### WHAT YOU WILL DO
Treat the line containing "Where can the white" as the first line and the final line of the material below as the last; reproduce that range exactly.

-- Start GIVEN RECORDS --

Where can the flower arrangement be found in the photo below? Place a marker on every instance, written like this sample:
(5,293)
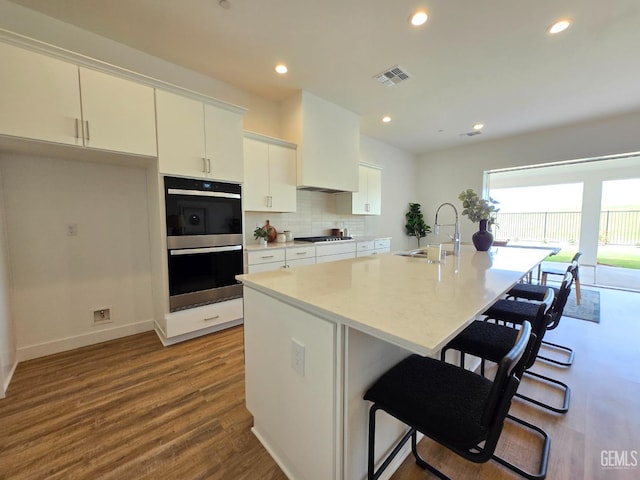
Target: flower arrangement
(261,233)
(477,208)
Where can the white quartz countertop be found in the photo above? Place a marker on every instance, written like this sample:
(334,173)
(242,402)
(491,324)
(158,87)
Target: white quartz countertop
(403,300)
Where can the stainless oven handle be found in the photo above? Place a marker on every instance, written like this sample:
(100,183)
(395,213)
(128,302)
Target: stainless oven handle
(191,251)
(201,193)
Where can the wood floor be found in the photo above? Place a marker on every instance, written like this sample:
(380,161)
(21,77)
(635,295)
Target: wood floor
(132,409)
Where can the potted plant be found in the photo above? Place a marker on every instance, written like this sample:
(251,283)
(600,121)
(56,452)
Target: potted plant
(261,234)
(482,211)
(416,226)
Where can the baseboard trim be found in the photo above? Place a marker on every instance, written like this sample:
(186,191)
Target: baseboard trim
(69,343)
(198,333)
(7,380)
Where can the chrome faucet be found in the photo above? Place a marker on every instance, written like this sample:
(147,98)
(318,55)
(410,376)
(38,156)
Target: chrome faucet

-- End GIVEN RECORDS --

### RESPONSE
Where can the white quartz countertop be found in the photo above? Place a marker on every instance, written like this sample:
(334,173)
(242,402)
(491,324)
(158,87)
Target: white quartz countertop
(403,300)
Where can the stainless oven handle be found in the photo above? Place a marker on every instance, written like this sample:
(100,183)
(395,213)
(128,302)
Target: stainless oven handle
(191,251)
(201,193)
Where can the wood floor be found in the photo above? Place a marker on every instance, written like this sample:
(380,161)
(21,77)
(635,295)
Target: wood floor
(132,409)
Where can the potted plant be found in the photo above? Place a marker on every instance, written like this sample:
(251,283)
(600,121)
(56,452)
Target: potted plant
(261,234)
(482,211)
(416,226)
Where can the baseboard trim be found in the photo above? Place a marker on every instance, written like this sample:
(186,191)
Target: baseboard trim
(69,343)
(198,333)
(7,380)
Where can the chrome faucet be found in the photo above? Place a marker on every instance, written like this sample:
(147,98)
(318,55)
(410,376)
(38,156)
Target: chrome faucet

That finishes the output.